* **TEXT BLOCK**
Coeur d'Alene Press | UPDATED 7 years AGO
| December 26, 2017 11:26 AM

Local school counselor finds faith in music

By JAKE SMITH Coeur Voice Writer

Adam Foote’s father was always excited by the drummer during worship service at his family’s church.

Years later, Foote, 33, carried his father’s passion for percussion to Idaho.

A handpan musician and Borah Elementary school counselor, Foote was raised in Ohio on his family’s seventh-generation farm near Cleveland.

Foote was an adolescent when, after his father passed away, his mother put a drum kit in their basement and signed him up for lessons.

By high school, he worked his way onto his church’s stage, playing drums for the main worship service.

“I have always had percussion in my blood. I was the type of kid that was [always] tapping on something or beating on something,” Foote said.

When watching YouTube videos while donating plasma a couple decades later, he became inspired by a new percussion instrument: the handpan.

It took a few years, though, to get to where he is now with the instrument, having recently released his second album, Coeur Dreams, under the name Ethereal in E.

He said the issue was first finding a handpan.

* **SOURCE DATA**
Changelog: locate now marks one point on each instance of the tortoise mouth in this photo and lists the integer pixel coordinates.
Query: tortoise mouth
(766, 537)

* **WHAT IS NEEDED**
Reproduce verbatim the passage of the handpan article above, before the listing, that begins with the words containing "Years later, Foote, 33, carried" and ends with "main worship service.".

* **TASK RESPONSE**
Years later, Foote, 33, carried his father’s passion for percussion to Idaho.

A handpan musician and Borah Elementary school counselor, Foote was raised in Ohio on his family’s seventh-generation farm near Cleveland.

Foote was an adolescent when, after his father passed away, his mother put a drum kit in their basement and signed him up for lessons.

By high school, he worked his way onto his church’s stage, playing drums for the main worship service.